:: Given request ::
Count the lines of the entries that contain the string "below", with case counting, and reply with only the number.

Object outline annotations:
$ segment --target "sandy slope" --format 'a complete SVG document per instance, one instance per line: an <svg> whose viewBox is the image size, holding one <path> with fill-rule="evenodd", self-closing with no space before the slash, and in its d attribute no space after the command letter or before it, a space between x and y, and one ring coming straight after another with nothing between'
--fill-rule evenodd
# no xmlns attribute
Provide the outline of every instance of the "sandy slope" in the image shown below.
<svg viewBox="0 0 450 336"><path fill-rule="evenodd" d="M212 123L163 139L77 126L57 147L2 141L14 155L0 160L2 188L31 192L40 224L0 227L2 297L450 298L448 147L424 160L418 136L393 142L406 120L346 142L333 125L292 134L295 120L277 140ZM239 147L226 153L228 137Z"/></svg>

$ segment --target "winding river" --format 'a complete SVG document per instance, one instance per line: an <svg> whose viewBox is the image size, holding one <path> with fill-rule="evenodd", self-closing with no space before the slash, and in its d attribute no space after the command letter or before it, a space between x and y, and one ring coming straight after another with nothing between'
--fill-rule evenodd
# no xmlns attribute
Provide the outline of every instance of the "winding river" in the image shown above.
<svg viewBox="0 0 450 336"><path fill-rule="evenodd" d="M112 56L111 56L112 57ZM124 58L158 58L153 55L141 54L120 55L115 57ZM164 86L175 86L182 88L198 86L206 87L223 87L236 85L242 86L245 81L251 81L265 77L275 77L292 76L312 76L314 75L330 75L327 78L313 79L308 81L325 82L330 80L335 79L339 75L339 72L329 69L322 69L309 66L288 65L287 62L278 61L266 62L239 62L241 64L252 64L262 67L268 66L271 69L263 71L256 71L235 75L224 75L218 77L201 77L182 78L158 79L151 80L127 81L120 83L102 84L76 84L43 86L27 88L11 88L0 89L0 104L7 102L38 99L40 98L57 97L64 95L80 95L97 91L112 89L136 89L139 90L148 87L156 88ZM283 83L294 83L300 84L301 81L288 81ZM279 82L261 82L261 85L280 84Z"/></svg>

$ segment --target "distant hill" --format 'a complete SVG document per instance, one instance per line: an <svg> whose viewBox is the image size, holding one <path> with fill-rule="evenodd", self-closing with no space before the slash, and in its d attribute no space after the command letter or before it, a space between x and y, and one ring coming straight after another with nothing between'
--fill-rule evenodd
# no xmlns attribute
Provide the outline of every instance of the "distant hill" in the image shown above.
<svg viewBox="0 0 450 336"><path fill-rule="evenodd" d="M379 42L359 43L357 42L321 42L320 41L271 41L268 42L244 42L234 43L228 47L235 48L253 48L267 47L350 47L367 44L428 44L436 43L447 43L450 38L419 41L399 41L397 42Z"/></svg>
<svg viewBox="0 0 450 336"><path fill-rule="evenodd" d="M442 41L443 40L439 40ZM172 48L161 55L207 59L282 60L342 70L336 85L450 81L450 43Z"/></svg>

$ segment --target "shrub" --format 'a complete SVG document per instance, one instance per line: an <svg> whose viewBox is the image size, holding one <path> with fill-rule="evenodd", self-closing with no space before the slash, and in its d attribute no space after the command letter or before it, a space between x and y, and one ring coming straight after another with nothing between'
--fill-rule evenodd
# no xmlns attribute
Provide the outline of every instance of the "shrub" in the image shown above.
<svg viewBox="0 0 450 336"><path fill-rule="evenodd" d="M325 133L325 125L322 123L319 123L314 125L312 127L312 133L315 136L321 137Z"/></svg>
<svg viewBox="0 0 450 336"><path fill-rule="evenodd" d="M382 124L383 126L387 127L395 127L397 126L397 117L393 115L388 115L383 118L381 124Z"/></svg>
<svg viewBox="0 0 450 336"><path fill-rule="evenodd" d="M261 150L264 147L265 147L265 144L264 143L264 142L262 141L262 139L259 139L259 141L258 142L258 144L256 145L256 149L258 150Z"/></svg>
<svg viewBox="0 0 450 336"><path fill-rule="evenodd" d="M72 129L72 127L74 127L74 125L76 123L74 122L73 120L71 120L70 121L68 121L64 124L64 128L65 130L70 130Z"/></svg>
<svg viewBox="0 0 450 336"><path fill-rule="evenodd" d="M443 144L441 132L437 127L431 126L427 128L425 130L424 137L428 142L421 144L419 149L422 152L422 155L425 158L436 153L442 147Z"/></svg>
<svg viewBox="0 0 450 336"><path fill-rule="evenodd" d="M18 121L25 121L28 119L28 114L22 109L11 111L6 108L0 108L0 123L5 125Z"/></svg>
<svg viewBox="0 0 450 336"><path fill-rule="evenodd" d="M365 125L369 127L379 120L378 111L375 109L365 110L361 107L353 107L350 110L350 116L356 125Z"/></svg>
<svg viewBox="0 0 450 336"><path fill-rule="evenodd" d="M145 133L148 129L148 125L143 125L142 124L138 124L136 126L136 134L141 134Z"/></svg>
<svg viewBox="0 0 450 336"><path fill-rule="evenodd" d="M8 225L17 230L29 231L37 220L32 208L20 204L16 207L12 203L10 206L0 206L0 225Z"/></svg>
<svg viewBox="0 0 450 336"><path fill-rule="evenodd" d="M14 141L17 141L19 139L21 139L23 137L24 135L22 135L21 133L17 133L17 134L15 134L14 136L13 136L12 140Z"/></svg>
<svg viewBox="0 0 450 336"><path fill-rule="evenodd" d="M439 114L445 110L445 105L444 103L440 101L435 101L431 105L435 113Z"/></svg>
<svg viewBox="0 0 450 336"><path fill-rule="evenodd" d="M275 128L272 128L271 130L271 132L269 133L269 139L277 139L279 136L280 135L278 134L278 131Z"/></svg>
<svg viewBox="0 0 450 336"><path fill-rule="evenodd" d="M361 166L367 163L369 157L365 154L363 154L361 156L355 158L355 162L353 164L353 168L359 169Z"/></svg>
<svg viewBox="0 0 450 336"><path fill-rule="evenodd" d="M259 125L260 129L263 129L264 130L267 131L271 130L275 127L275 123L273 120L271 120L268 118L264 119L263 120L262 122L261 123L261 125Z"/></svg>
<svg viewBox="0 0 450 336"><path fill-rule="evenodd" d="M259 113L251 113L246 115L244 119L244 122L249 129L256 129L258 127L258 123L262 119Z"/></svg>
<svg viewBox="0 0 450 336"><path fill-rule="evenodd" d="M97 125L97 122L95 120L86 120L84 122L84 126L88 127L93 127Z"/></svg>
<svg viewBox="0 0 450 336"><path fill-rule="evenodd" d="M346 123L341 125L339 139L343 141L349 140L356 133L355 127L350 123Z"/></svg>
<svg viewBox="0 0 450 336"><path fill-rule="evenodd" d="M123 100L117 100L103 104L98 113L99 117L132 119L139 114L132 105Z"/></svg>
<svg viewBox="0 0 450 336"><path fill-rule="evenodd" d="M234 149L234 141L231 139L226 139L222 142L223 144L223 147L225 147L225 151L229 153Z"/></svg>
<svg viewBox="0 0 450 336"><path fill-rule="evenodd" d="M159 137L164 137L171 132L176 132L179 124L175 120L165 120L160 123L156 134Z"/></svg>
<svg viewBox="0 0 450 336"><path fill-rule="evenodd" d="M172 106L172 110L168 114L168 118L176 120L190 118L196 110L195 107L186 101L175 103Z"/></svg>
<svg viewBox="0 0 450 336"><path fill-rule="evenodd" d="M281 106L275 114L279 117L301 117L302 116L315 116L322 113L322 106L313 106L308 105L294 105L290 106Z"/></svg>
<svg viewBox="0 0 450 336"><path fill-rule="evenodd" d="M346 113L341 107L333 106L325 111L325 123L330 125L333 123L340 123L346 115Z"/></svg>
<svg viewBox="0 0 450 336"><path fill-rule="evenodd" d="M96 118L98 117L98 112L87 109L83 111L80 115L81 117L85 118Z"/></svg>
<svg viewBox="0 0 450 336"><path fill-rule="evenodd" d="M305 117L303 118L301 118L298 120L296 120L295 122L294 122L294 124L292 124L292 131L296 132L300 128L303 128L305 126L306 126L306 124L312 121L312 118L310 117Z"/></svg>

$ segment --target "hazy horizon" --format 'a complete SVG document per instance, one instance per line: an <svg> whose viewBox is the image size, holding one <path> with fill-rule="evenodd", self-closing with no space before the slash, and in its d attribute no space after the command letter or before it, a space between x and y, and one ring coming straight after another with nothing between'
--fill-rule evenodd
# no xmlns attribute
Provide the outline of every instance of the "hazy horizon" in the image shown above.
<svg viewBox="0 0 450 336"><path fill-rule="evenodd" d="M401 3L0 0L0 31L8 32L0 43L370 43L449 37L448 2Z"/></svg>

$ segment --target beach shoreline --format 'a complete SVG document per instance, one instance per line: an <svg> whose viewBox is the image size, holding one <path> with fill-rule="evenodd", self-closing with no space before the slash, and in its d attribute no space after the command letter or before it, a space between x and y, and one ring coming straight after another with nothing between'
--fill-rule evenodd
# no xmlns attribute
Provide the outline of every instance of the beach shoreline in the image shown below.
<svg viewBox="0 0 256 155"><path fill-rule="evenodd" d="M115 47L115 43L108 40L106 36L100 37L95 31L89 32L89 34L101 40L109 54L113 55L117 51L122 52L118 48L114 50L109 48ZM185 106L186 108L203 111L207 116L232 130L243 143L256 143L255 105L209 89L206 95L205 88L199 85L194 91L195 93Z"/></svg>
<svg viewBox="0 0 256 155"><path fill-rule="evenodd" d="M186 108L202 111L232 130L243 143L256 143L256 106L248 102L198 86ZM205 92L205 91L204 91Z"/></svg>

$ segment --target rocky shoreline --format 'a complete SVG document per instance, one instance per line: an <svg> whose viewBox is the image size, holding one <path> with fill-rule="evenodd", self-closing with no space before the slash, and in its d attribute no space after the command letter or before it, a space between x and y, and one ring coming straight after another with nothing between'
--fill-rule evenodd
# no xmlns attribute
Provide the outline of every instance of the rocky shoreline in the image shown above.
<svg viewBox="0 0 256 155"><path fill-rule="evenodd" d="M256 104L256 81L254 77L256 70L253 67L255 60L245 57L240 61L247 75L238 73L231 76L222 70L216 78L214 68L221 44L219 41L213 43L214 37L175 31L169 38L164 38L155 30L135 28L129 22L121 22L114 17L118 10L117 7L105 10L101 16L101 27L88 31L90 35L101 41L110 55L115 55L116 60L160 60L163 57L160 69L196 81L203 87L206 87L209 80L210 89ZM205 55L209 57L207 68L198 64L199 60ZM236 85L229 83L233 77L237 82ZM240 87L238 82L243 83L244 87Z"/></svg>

:: Task result ::
2